> TASK DATA
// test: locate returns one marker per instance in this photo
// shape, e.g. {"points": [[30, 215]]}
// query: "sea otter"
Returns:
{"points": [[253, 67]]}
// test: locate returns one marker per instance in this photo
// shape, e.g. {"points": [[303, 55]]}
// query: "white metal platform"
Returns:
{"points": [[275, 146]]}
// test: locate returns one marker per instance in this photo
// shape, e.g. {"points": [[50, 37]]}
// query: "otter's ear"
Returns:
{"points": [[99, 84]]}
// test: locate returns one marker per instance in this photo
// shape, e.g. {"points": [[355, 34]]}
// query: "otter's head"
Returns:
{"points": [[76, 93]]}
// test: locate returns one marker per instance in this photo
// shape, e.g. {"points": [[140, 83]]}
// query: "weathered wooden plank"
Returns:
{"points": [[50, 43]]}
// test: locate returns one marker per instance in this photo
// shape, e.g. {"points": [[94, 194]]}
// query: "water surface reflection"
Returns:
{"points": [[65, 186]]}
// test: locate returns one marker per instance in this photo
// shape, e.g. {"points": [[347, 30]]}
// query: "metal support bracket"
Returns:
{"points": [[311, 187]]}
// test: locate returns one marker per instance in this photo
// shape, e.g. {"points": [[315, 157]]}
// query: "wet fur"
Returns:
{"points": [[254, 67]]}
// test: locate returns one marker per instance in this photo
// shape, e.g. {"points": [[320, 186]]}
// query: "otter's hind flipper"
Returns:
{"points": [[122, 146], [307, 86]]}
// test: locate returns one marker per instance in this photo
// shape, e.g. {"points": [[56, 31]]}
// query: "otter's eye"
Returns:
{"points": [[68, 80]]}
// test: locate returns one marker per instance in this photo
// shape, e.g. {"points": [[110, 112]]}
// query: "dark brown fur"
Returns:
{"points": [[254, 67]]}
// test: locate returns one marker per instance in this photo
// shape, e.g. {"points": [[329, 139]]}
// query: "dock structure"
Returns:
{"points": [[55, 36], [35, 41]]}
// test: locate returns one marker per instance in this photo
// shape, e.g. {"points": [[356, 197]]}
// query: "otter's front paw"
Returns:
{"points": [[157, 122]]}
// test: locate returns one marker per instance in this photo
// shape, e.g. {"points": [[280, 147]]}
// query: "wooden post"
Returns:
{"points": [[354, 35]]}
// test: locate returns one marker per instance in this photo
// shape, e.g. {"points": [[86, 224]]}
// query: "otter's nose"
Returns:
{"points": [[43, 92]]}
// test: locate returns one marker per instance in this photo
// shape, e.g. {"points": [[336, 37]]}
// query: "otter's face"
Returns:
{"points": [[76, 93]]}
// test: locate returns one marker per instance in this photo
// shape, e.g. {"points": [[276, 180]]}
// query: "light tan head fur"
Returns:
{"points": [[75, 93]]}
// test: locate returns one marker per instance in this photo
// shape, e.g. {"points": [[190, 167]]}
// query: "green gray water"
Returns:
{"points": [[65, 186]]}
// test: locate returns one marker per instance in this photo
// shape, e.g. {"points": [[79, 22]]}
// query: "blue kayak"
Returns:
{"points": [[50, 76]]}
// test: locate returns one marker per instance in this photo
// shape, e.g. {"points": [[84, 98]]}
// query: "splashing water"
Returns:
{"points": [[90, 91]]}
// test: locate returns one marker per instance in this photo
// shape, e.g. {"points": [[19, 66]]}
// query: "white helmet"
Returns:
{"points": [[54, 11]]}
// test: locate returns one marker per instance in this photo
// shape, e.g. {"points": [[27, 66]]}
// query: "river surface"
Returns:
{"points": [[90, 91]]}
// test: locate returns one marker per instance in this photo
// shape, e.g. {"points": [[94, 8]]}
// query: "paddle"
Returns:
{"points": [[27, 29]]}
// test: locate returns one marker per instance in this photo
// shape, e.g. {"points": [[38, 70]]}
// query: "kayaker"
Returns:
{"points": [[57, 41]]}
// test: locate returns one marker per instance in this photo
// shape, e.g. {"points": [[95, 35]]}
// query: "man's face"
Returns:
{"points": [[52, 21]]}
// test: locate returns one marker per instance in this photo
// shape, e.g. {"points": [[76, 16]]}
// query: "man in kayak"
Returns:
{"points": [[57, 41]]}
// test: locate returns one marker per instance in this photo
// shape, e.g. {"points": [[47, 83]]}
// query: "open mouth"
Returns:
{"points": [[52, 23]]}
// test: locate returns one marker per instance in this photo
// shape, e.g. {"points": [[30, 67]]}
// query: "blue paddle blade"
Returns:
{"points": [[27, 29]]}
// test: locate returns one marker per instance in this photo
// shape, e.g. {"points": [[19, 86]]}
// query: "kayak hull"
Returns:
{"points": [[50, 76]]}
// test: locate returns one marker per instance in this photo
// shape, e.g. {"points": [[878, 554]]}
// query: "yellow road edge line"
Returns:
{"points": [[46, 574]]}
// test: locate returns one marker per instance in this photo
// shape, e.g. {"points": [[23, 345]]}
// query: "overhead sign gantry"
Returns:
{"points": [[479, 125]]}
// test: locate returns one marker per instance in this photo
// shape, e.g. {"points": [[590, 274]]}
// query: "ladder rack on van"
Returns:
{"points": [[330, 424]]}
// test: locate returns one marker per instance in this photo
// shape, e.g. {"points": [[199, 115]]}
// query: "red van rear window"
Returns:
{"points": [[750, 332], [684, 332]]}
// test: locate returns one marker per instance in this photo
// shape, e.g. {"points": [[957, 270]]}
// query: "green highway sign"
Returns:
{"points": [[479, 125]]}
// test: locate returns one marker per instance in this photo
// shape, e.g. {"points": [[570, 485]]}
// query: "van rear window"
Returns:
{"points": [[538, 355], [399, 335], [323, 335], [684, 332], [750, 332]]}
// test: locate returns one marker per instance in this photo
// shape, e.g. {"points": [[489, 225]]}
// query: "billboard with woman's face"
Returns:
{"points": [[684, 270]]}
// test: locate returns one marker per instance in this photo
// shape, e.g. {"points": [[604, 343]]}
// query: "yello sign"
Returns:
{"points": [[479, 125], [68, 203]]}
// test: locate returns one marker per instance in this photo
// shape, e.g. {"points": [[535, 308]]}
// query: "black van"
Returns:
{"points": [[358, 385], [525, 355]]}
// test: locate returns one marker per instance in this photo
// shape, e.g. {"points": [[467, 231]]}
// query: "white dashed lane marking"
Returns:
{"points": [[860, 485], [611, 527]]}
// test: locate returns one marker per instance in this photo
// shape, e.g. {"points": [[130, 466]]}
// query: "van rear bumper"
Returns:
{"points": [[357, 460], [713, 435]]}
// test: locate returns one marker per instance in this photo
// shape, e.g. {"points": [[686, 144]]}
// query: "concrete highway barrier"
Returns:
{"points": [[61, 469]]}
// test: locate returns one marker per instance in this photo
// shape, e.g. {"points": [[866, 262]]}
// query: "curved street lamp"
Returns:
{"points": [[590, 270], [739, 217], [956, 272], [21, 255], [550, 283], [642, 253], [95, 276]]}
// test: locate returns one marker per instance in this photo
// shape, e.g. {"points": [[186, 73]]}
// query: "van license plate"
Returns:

> EXERCISE BRIEF
If the string "water" appears in a line of the data above, that line counts. State how many such lines there are and nothing more.

> TASK SOLUTION
3